Aufgaben:
a – Gib im Text über Ammoniak und Wasser den Abschnitt, der mit den Worten "Bezüglich der Anordnung" beginnt und mit "räumliches Tetraeder ausbilden." endet, noch einmal wieder und tausche dabei "flaches Quadrat" gegen "ebenes Quadrat" aus.
b – Fasse den Absatz des Textes über Ammoniak und Wasser, der mit "Sauerstoffatome besitzen sechs Valenzelektronen" beginnt, als Liste zusammen und behalte dabei seine wesentlichen Angaben bei.
c – Führe den Text über Ammoniak und Wasser nach seinem letzten Satz weiter.

Textauszug:
◇ ◇ ◇ ◇
Ammoniak und Wasser - Beide sind Dipole

Experimente:
Versuch: Der biegsame Wasserstrahl


Die Moleküle von Ammoniak sind, ebenso wie die des Wassers, permanente Dipole. Anders als beim Wasser (-> Versuch) können wir das im Versuch aber nicht zeigen, da Ammoniak bei Zimmertemperatur ein Gas und außerdem ein ätzender Gefahrstoff ist.

Um den Dipolcharakter zu verstehen, müssen wir uns den Aufbau der Moleküle anschauen. Fangen wir mit dem Wasser an.

Wassermolekül (Quelle: Cornelsen)


Die Struktur des Wassermoleküls: Das EPA-Modell
Sauerstoffatome besitzen sechs Valenzelektronen. Zur Bindung im Wassermolekül stellen die zwei Wasserstoffatome zwei weitere Valenzelektronen zur Verfügung. So bleiben vier Elektronen als zwei nichtbindende Elektronenpaare übrig.

Bezüglich der Anordnung dieser vier "Orbitale" gibt es zwei Möglichkeiten: Sie könnten um das Sauerstoffatom herum ein flaches Quadrat oder ein räumliches Tetraeder ausbilden.
◇ ◇ ◇ ◇
Bereitgestellte Daten:
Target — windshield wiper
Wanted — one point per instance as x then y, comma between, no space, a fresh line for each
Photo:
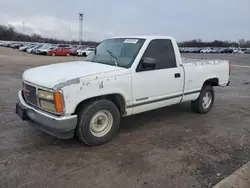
◇ ◇ ◇ ◇
Lösungen:
a –
Bezüglich der Anordnung dieser vier "Orbitale" gibt es zwei Möglichkeiten: Sie könnten um das Sauerstoffatom herum ein ebenes Quadrat oder ein räumliches Tetraeder ausbilden.

b –
- Sauerstoffatome besitzen sechs Valenzelektronen.
- Zur Bindung im Wassermolekül steuern die zwei Wasserstoffatome zwei weitere Valenzelektronen bei.
- Übrig bleiben vier Elektronen, die zwei nichtbindende Elektronenpaare bilden.

c –
Alternative Strukturen des Wassermoleküls

Vergleicht man beide Strukturen, so erkennt man, dass sich die Elektronenwolken beim Quadrat näher kommen als beim Tetraeder. Sie stoßen sich deshalb besonders ab. Beim Tetraeder dagegen ist die Abstoßung minimal. Das besagt das einfache Elektronenpaar-Abstoßungsmodell ("EPA"). Das beste Modell hierfür sind die vier Luftballons.

Luftballons als Orbitalmodell
(Foto: Nerge)

Versuche, mit dem Ballonmodell auch ein Quadrat zu bauen.

Der Winkel zwischen H-O-H ist allerdings nicht genau ein Tetraederwinkel, da die nichtbindenden Elektronenpaare größere Orbitale bilden als die bindenden. Deshalb werden die bindenden Elektronenpaare und damit auch die Wasserstoffatome etwas "zusammengedrückt". Der Winkel beträgt somit statt 109,5° nur 104,5°.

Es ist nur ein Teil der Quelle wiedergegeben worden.